◆ **What is needed**
Give every line of the records below as a JSON list of strings, one string per line and no blank lines. Leave the pictures out of your answer.

BEGIN Given data

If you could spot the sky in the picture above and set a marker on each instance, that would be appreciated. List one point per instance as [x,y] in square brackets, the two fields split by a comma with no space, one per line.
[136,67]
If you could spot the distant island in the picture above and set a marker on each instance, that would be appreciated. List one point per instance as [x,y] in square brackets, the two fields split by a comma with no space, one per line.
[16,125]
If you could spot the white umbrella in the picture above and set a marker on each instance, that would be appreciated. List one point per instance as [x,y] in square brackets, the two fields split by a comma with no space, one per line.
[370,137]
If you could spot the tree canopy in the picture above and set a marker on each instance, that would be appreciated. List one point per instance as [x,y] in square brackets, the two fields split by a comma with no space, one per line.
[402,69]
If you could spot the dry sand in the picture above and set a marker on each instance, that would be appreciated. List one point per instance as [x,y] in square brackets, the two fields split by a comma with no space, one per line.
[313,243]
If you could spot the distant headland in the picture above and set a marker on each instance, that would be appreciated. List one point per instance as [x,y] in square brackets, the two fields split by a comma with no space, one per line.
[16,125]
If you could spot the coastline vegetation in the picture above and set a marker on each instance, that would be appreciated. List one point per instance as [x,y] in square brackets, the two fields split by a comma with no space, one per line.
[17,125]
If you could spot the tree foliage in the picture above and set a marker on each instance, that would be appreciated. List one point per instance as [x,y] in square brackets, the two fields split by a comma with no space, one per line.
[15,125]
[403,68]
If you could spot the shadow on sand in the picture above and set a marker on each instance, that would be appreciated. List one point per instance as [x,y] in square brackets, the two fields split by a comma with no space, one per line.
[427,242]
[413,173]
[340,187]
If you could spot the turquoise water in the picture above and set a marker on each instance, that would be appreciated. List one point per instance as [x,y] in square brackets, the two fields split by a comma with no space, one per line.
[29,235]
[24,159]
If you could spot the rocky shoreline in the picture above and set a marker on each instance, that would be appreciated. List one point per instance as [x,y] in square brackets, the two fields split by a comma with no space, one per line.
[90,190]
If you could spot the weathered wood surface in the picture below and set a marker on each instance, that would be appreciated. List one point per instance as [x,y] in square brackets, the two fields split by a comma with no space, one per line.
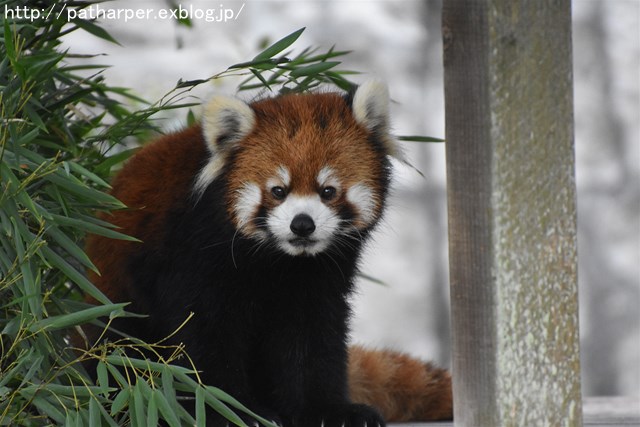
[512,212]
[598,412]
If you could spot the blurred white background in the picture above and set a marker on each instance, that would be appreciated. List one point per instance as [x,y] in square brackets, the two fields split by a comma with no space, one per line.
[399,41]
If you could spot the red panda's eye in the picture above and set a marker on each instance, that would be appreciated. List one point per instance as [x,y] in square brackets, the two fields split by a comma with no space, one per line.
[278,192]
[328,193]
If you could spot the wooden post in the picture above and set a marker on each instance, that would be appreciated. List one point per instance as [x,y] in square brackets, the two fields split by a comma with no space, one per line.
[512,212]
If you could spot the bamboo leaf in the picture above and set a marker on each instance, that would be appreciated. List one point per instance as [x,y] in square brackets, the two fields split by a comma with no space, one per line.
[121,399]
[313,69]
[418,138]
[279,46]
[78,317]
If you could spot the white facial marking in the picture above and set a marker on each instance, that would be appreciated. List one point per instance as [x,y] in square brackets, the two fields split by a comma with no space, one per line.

END Given data

◆ **Worked answer**
[
  "If you could spot the sky in the picture above and set a marker on each instance, that would be appreciated. List one point per instance as [x,y] in square brackets, the two fields split by a comma with no space, one per line.",
  "[136,67]",
  "If you could spot the distant island in the picture above and set a marker on each instance, that would be appreciated. List one point per instance as [x,y] in square brackets, the two fields split by a comma with no space, one per line.",
  "[16,125]",
  "If you could spot the white umbrella in the picture above and set a marker on each instance, that would be appreciated. List one point per instance as [x,y] in square brackets, the two fields split by a comma with no space, one per line.",
  "[370,137]",
  "If you could spot the tree canopy in the picture above and set a marker on each instance, that would be appreciated. List one point per instance as [x,y] in square brackets, the two fields split by a comma with no space, one per line.",
  "[402,69]",
  "If you could spot the dry sand in the picture above and set a marker on each instance, that would be appreciated. List one point per instance as [x,y] in square brackets, the two fields split by a comma with no space, one per line.",
  "[313,243]",
  "If you could spot the distant headland in the picture above and set a marker on each instance, that would be appreciated. List one point per instance as [x,y] in square brackets, the two fields split by a comma with no space, one per line.",
  "[16,125]",
  "If you could spot the coastline vegetation in the picture above and set a marker on each instance, that would be appreciated. List one point per instance as [x,y] in square brackets, the two fields split by a comma with no space, one per line.",
  "[17,125]",
  "If you could spot the tree foliage in the picture above and set a marker on each instance, that would be appreciated. List one point per instance as [x,y] in square brackets, the two fields split by a comma with no space, one per line.",
  "[15,125]",
  "[403,68]",
  "If you could spot the shadow on sand in the picture above and set a marker on each instance, that would be appreciated. List one point per instance as [x,y] in square brackets, the two fields split by a comma with no space, one per line.",
  "[427,242]",
  "[413,173]",
  "[340,187]",
  "If you could spot the turquoise water in the picture above and set a marker on each instance, that would be appreciated. List one point per instance as [x,y] in square brackets, the two fields split by a comma with no space, one per line.",
  "[29,235]",
  "[24,159]",
  "If you could spot the rocky shoreline in the picture above and set a marker on each instance, that would be appreciated. List one point per instance as [x,y] in square brackets, the two fields split by a comma with no space, one per line.",
  "[90,190]",
  "If you could spot the weathered wood surface in the picture below and set a marker on each instance, that would be appreciated. List one point per instance as [x,y] in square brackets, the two fields split by a comma with no space, one per line.",
  "[512,212]",
  "[598,412]",
  "If you could spot the blurred white background in the picture above and set a marker on each instance, that would be appreciated. List one point per instance as [x,y] in square brackets, the two fields split by a comma with no space, one per line.",
  "[399,41]",
  "If you could spot the red panda's eye in the picture above and set a marker on each instance, that would be appreciated. List one point per instance as [x,y] in square brackets, the two fields split by a comma with no space, one per line.",
  "[278,192]",
  "[328,193]",
  "If you could spot the wooden post in the picture above and set a marker on each instance, that would be appreciated. List one point per instance as [x,y] in square brackets, the two fields split by a comma with no space, one per line.",
  "[512,212]",
  "If you could spot the bamboo leaf in the picture above and set a marker on each instance, that would be appreciated. List one point per instance as [x,y] in square brackets, the two fields split by a comma with no space, one per line.",
  "[121,399]",
  "[313,69]",
  "[418,138]",
  "[279,46]",
  "[78,317]",
  "If you could spot the white facial marking in the picture above and set a marker on each instance, that would be appreciated. List one point per instance as [x,y] in square brackets, the two fields split by a comma with no space, one per line."
]